--- Task material ---
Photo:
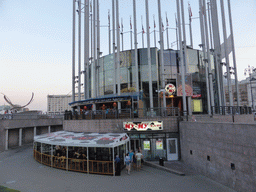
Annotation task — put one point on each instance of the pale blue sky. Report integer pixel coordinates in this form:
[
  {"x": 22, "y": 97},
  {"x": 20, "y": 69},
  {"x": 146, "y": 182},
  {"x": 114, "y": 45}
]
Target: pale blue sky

--- Task goal ---
Your reply should restate the data above word for word and contain no pictures.

--- Output below ---
Photo:
Annotation task — put one point on each instance of the pale blue sky. Report integer pixel coordinates in this form:
[
  {"x": 22, "y": 97},
  {"x": 20, "y": 69},
  {"x": 146, "y": 182},
  {"x": 114, "y": 45}
]
Target: pale blue sky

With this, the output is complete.